## Selection:
_____

How does each of the three major bonding theories define a single chemical bond?

Dot structures denote a single chemical bond, and curly arrows depict the motion of electrons. Ionic and valence bonds are the two ways that an element's electrons can create a chemical bond (Tro). Ionic compounds contain two positively and negatively charged elements. In order to create a bond, the positively charged atom gives up its electrons, while the negatively charged atom accepts them. Atoms of various elements share electrons equally in valence bonding (Chang). According to this theory, a chemical bond will form through the overlap of atomic orbitals of the participating atoms. A covalent bond form between two atoms through the overlapping of half-filled valence atomic orbitals from individual atoms. Because of overlapping, electrons become localized in the bond regions. Overlapping of atomic orbitals takes different forms. A sigma bond may be formed when atomic orbitals such as s-s, s-p, s-d, p-p, p-d, and d-d overlap (Silberberg).

_____

## Listed records:

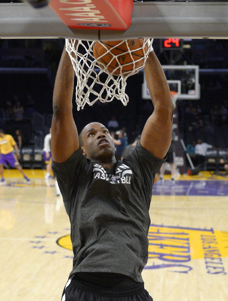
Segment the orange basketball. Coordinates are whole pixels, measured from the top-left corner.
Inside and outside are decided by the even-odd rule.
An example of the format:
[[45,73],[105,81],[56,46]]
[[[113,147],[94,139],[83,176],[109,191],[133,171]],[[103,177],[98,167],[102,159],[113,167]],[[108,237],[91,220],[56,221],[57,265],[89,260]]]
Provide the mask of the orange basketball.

_____

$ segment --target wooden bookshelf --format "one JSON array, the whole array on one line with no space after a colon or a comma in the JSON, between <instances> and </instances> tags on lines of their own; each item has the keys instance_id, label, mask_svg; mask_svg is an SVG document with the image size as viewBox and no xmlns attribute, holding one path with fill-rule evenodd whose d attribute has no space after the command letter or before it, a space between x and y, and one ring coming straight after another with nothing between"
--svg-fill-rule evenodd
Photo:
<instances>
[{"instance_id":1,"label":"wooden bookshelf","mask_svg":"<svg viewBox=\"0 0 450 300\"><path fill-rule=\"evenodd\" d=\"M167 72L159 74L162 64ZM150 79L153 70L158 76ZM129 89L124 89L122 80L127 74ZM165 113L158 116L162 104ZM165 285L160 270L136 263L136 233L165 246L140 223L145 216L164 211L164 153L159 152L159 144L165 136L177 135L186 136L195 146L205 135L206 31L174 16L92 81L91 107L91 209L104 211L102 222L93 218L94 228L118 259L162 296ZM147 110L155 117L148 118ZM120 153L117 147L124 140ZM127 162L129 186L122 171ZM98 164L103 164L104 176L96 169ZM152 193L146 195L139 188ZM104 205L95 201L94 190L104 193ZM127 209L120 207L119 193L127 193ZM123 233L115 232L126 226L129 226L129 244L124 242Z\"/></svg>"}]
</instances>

_____

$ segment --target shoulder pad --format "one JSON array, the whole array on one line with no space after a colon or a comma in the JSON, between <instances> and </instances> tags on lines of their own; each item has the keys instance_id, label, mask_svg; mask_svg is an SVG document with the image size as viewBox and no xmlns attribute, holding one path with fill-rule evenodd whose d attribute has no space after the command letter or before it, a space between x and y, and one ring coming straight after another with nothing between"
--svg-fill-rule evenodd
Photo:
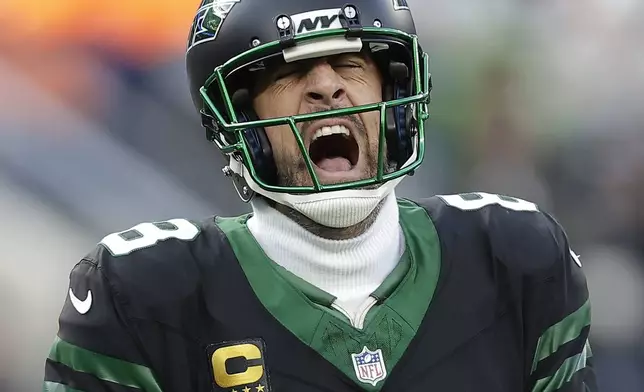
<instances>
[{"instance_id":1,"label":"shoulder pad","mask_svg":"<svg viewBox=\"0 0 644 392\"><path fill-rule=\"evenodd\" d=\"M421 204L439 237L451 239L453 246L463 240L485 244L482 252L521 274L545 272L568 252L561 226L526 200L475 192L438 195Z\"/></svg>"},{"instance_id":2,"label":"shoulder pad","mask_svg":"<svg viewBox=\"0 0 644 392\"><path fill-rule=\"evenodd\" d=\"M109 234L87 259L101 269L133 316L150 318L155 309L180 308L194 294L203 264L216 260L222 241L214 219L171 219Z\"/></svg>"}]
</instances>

_____

## Exercises to complete:
(1) According to the chemical bonding passage, what happens to electrons as a result of the overlapping of atomic orbitals?
(2) Pick up the chemical bonding passage after its final sentence and keep writing it.

## Responses for each task:
(1) They become localized in the bond regions.

(2)
Molecular orbital theory

In this theory, chemical bonds are formed through the combination of atomic orbitals of the atoms within a molecule. An example is in a Hydrogen molecule (H2), where a single molecular orbital is constructed through the addition of mathematical functions for the two 1s atomic orbitals, which approach each other forming a molecule (Silberberg). Another molecular orbital is created through the subtraction of one of the functions from the other (Petrucci, Herring and Madura).

How does each of the three major bonding theories define a double chemical bond?

Lewis model

Double bonds are represented using double lines between the atoms that have bonded. To form a double bond, all valence electrons involved are added up. The central atom is chosen and a skeletal structure created where atoms are joined using dashes to represent bonds. Electrons are added in pairs starting from the outer electrons until the maximum number of electrons is reached. The remaining electrons are used to form the second bond by either sharing or donor and acceptor atoms (Petrucci, Herring and Madura).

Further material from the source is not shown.